··· DOCUMENT SECTION ···

Development-disrupting chitin synthesis inhibitor, novaluron, reprogramming the chitin degradation mechanism of red palm weevils.

Abstract

Disruption in chitin regulation by using chitin synthesis inhibitor (novaluron) was investigated to gain insights into the biological activity of chitinase in red palm weevils, an invasive pest of date palms in the Middle East. Impact of novaluron against ninth instar red palm weevil larvae was examined by dose-mortality response bioassays, nutritional indices, and expression patterns of chitinase genes characterized in this study. Laboratory bioassays revealed dose-dependent mortality response of ninth-instar red palm weevil larvae with LD50 of 14.77 ppm of novaluron. Dietary growth analysis performed using different doses of novaluron (30, 25, 20, 15, 10, and 5 ppm) exhibited very high reduction in their indexes such as Efficacy of Conversion of Digested Food (82.38%) and Efficacy of Conversion of Ingested Food (74.27%), compared with control treatment. Transcriptomic analysis of red palm weevil larvae characterized numerous genes involved in chitin degradation including chitinase, chitinase-3-like protein 2, chitinase domain-containing protein 1, Endochitinase-like, chitinase 3, and chitin binding peritrophin-a domain. However, quantitative expression patterns of these genes in response to novaluron-fed larvae revealed tissue-specific time-dependent expression patterns. We recorded overexpression of all genes from mid-gut tissues. Growth retarding, chitin remodeling and larvicidal potential suggest novaluron as a promising alternate for Rhynchophorus ferrugineus management.

··· INFORMATION SUPPLIED ···

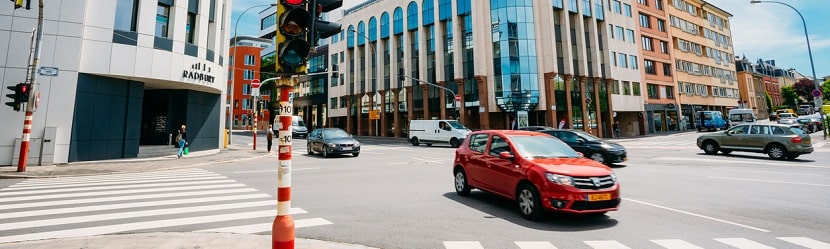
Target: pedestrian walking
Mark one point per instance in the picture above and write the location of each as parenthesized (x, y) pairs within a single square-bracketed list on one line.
[(182, 140), (270, 137)]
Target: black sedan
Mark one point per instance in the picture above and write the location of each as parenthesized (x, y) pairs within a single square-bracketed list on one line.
[(592, 147), (332, 141)]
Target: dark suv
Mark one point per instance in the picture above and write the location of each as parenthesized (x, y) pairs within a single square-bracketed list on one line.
[(592, 147)]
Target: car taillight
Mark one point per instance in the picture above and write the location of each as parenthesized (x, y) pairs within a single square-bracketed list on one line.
[(796, 140)]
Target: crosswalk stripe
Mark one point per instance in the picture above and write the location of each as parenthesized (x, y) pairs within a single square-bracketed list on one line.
[(806, 242), (138, 214), (534, 245), (121, 192), (120, 182), (125, 227), (124, 186), (266, 227), (125, 198), (605, 244), (143, 175), (675, 244), (743, 243), (128, 205), (462, 245)]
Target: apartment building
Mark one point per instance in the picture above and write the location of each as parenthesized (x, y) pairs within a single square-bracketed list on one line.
[(661, 92), (544, 60), (703, 57), (130, 74)]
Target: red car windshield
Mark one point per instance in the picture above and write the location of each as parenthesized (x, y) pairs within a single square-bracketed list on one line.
[(542, 147)]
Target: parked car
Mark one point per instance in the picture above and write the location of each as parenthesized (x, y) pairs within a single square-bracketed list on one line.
[(332, 141), (589, 145), (777, 141), (537, 171)]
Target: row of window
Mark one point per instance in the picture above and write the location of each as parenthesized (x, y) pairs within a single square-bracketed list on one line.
[(660, 92), (628, 88)]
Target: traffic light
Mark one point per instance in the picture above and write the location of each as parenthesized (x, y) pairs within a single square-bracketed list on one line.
[(322, 29), (16, 96), (292, 36)]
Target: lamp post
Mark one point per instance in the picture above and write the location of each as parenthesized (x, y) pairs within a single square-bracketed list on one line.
[(816, 99), (228, 124)]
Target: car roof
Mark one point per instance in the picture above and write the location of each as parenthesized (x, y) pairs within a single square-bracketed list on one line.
[(510, 132)]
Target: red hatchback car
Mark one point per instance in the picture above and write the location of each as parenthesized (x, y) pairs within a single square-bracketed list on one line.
[(536, 170)]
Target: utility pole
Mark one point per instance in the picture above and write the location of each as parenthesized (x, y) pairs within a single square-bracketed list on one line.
[(30, 106)]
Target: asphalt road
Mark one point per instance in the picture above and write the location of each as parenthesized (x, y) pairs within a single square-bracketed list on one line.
[(395, 195), (399, 196)]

···

**PARTS OF THE EXERCISE**
a) According to the novaluron abstract, what LD50 did the laboratory bioassays give for ninth-instar red palm weevil larvae?
b) Rewrite the novaluron abstract's paragraph beginning "Disruption in chitin regulation" as a concise bulleted list that keeps its main facts.

**ANSWER LIST**
a) The LD50 was 14.77 ppm of novaluron.

b)
- Aim: use the chitin synthesis inhibitor novaluron to study chitinase activity in red palm weevils, an invasive date palm pest in the Middle East.
- Methods: dose-mortality bioassays, nutritional indices, and expression of chitinase genes in ninth-instar larvae.
- Mortality: dose-dependent, with an LD50 of 14.77 ppm.
- Nutrition: doses of 5–30 ppm sharply reduced Efficacy of Conversion of Digested Food (82.38%) and of Ingested Food (74.27%) relative to control.
- Genes: transcriptomic analysis identified chitin degradation genes, including chitinase, chitinase-3-like protein 2, chitinase domain-containing protein 1, Endochitinase-like, chitinase 3, and chitin binding peritrophin-a domain.
- Expression: tissue-specific and time-dependent after novaluron feeding, with all genes overexpressed in mid-gut tissue.
- Conclusion: novaluron's growth-retarding, chitin-remodeling, and larvicidal effects make it a promising alternative for managing Rhynchophorus ferrugineus.